EXERCISE TASK 1: Restate word for word the passage of the thread below between "Well, sure. If" and "compiler exploits it.", inclusive.

SELECTION:
⟨

In Rust of course the equivalent code won't compile because the hash map is gone so we can't just go around using it after that.

And in Odin, well, as Ginger Bill has explained Odin does not have Undefined Behaviour so... this has behaviour which er, Odin has not defined ? Does that make you feel warm and tingly or do you feel like Bill just wasted time arguing semantics?

2 comments

Well, sure. If that’s what you mean by having UB then it’s trivially true for any language with a C FFI for example, or rust with unsafe. I guess what I consider UB is when the compiler exploits UB for optimizations, like discarding code that could invoke UB, which as far as I know odin doesn’t do.
> I guess what I consider UB is when the compiler exploits UB for optimizations, like discarding code that could invoke UB, which as far as I know odin doesn’t do.

This statement is incoherent. UB is undefined behavior, and it existed long before any compiler exploited it and isn't (circularly) defined by whether the Odin compiler exploits it.

Well, the statement is circular, colloquial speech doesn't have to be coherent. It's my understanding of what people generally mean when they complain about UB in the C standard, and it seems to be what gingerbill means too.

⟩

EXERCISE TASK 2: Quote exactly the lines of the entries below, from the line containing "TASK = point to the soldier's smiling" through the final line of the entries, both included.

STORED ROWS:

⟨

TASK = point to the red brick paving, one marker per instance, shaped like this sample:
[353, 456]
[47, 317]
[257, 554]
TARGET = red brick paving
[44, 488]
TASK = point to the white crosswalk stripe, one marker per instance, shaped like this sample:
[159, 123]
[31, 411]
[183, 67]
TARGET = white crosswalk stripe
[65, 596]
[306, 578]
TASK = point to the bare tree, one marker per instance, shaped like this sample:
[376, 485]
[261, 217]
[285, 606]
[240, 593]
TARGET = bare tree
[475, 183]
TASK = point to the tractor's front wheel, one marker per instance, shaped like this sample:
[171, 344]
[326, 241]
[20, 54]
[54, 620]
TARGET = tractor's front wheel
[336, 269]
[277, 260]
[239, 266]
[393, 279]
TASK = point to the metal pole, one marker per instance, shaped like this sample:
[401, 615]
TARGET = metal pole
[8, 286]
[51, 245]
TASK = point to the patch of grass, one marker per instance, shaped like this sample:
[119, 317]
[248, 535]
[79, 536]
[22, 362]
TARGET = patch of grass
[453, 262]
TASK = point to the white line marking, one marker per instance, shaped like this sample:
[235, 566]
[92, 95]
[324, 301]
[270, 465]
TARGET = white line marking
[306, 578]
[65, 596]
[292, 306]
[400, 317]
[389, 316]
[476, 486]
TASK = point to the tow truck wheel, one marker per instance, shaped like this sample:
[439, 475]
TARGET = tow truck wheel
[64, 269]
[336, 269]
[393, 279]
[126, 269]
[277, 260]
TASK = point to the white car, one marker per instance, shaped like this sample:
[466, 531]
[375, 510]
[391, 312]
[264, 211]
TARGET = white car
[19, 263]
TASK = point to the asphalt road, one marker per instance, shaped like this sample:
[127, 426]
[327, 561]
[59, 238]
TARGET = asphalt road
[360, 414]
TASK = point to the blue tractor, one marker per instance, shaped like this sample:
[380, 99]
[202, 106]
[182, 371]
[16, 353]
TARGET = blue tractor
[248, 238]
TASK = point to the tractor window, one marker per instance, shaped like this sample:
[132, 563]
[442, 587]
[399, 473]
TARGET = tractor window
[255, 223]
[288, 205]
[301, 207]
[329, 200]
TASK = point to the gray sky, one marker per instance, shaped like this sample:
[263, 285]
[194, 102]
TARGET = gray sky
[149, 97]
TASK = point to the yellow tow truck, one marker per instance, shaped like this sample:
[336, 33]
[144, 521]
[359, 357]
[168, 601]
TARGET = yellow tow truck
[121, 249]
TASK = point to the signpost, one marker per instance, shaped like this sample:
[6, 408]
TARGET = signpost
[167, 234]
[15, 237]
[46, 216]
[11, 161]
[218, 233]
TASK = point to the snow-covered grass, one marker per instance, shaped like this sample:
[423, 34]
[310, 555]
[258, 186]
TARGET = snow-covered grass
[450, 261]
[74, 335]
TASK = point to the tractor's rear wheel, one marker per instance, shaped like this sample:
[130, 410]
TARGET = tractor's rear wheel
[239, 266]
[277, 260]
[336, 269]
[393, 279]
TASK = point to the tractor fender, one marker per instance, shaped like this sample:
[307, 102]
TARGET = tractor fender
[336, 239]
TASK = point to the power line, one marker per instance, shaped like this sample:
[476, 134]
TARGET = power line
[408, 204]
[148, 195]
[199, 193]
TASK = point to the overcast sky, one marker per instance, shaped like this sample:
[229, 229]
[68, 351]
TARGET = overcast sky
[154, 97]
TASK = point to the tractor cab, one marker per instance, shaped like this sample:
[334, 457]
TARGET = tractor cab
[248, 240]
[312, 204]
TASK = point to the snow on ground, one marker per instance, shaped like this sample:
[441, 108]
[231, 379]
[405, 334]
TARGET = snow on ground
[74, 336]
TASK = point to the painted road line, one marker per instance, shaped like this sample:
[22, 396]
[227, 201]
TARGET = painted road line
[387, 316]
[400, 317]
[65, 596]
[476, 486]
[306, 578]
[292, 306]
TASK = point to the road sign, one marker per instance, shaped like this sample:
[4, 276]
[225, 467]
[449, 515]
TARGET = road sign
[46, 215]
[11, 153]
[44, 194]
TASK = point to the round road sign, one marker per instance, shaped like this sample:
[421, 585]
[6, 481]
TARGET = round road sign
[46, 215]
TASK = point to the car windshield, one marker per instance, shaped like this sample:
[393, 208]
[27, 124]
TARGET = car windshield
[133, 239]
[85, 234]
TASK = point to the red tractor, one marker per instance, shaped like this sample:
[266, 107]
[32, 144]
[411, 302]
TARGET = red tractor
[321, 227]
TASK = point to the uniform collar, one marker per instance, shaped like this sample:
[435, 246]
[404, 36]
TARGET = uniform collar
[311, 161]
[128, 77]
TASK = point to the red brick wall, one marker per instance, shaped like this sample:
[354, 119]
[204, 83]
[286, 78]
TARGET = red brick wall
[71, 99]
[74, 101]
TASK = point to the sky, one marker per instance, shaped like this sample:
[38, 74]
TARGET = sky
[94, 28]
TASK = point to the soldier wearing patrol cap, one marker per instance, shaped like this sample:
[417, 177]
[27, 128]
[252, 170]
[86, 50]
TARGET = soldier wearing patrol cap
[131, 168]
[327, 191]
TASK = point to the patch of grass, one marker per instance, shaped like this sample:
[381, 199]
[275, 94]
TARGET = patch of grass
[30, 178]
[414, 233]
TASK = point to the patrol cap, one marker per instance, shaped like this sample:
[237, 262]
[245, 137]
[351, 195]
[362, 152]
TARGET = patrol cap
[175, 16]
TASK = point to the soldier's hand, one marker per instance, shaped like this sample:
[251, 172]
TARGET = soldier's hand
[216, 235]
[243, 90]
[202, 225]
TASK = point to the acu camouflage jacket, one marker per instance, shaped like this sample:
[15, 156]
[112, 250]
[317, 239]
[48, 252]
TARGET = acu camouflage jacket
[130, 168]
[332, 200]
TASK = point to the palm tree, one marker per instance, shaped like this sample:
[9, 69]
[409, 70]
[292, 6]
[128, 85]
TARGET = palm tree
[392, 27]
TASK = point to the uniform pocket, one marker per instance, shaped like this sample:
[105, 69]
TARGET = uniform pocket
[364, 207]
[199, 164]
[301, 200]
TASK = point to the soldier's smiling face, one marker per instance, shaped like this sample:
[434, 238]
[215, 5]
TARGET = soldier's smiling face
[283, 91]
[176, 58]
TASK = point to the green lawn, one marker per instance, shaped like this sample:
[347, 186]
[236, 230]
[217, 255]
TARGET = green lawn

⟩

TASK SOLUTION 1:
Well, sure. If that’s what you mean by having UB then it’s trivially true for any language with a C FFI for example, or rust with unsafe. I guess what I consider UB is when the compiler exploits UB for optimizations, like discarding code that could invoke UB, which as far as I know odin doesn’t do.
> I guess what I consider UB is when the compiler exploits UB for optimizations, like discarding code that could invoke UB, which as far as I know odin doesn’t do.

This statement is incoherent. UB is undefined behavior, and it existed long before any compiler exploited it and isn't (circularly) defined by whether the Odin compiler exploits it.

TASK SOLUTION 2:
TASK = point to the soldier's smiling face, one marker per instance, shaped like this sample:
[434, 238]
[215, 5]
TARGET = soldier's smiling face
[283, 91]
[176, 58]
TASK = point to the green lawn, one marker per instance, shaped like this sample:
[347, 186]
[236, 230]
[217, 255]
TARGET = green lawn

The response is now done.